- [Document extract]:
------------------------------------------------------------

A normal deck of 52 playing cards is shuffled and 9 cards are placed face down. The first card is turned over. The player must guess whether the next card’s value will be higher or lower than the previous card’s value. Ace is low, i.e. represents the value 1.

If a value is repeated immediately, e.g. two 9′s in a row, it is neither higher nor lower and the player loses.

To win, the player must make 8 correct guesses in a row, i.e. to turn all the cards over having guessed each one correctly - higher or lower.

# Analysis

First we must establish a strategy for playing this game; that is, a set of rules that you must follow depending on what cards come up. In the example pictured above, the first card is an ace, which has value 1. This is a lucky starting situation. You’d definitely say “higher”, because there are no cards with value less than 1, and you’d only lose if you were unlucky enough for the second card to be another ace. If the starting card had been a 2, you’d still say “higher” because there are only 7 cards out of the remaining 51 which would make you lose: the four aces and the remaining three 2′s. Similarly, if the first card had been a Queen, you’d say “lower” because it’s much more likely to be lower than higher.

The strategy, then, is to choose the direction that has the greater number of possibilities. (There is an occasional situation, often with a 7, where there are equal number of cards higher and lower; in this case it doesn’t matter which direction you choose, but for consistency we’ll opt to go with “higher” when this situation arises.)

With this strategy all players are equally skilled, and the problem boils down to working out how many of the permutations, out of all the possible permutations of 9 cards from a pack of 52, are winning ones. (A permutation is an ordered set of cards.) But the numbers are still astronomical; there are *52!/(52-9)!* permutations of 9 cards from a pack of 52. **That’s over a million billion permutations.**

In** **order to understand how the numbers work here, it is, as always, important to consider a simpler version of the problem. Therefore in this post, instead of using a whole pack, we’ll just use one suit.

# Single-Suit Higher or Lower

This version is much simpler because you can never have a repeated value, and that makes a big difference! We’re now *only* dealing with 13!/(13-9)!, or **just shy of 260 million, permutations of 9 cards**. Incredibly, this is actually a manageable number.

The first thing to recognise is that the first card could be any of the 13 possible values. There’s a 1/13 chance of it being any particular one of them. We will try to find a formula for the probability of correctly guessing the second card, then find a formula for correctly guessing the second AND third cards, and finally a formula for correctly guessing the second, third AND fourth cards. This will give us enough information to identify all the patterns and allow us to confidently predict the formula for the probability for making 8 out of 8 correct guesses.

- If the first card is the ace, you’re in luck. You’d say “higher” with complete confidence that whatever the next card is, it’ll be higher than ace.

------------------------------------------------------------

- [Problem description]:
Could you quote the higher-or-lower text from "A normal deck" to "the value 1."? Rely on nothing but the higher-or-lower text.

- [Stored rows]:
------------------------------------------------------------

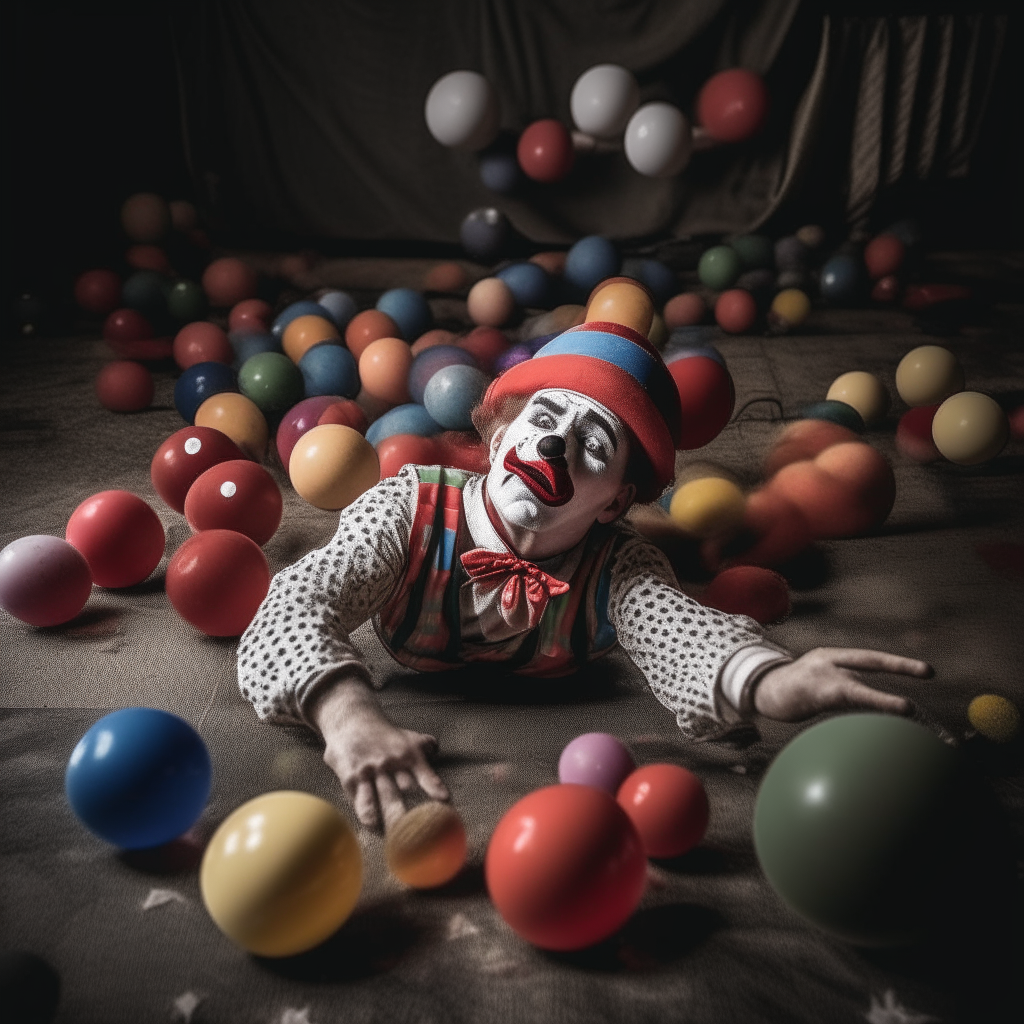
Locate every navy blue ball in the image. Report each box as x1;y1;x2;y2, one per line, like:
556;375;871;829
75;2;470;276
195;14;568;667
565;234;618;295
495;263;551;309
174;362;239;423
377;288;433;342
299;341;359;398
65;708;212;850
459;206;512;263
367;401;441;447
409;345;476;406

------------------------------------------------------------

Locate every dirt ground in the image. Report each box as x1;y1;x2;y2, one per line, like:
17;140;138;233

------------------------------------------------------------

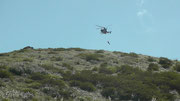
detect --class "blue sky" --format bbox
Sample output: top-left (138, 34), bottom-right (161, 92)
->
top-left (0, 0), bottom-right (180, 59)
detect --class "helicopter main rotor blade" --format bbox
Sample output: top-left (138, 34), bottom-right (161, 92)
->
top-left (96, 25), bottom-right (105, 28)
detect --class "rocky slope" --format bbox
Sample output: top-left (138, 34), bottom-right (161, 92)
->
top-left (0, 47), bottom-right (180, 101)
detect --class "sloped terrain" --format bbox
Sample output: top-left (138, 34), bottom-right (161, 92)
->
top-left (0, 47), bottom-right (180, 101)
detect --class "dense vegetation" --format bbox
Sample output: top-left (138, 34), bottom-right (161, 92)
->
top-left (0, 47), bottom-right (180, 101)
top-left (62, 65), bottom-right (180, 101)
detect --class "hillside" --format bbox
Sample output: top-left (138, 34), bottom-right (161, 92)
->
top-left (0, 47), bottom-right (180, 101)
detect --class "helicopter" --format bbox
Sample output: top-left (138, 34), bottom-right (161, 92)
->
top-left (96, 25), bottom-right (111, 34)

------------------------------------------------------------

- [Finished exercise]:
A normal deck of 52 playing cards is shuffled and 9 cards are placed face down. The first card is turned over. The player must guess whether the next card’s value will be higher or lower than the previous card’s value. Ace is low, i.e. represents the value 1.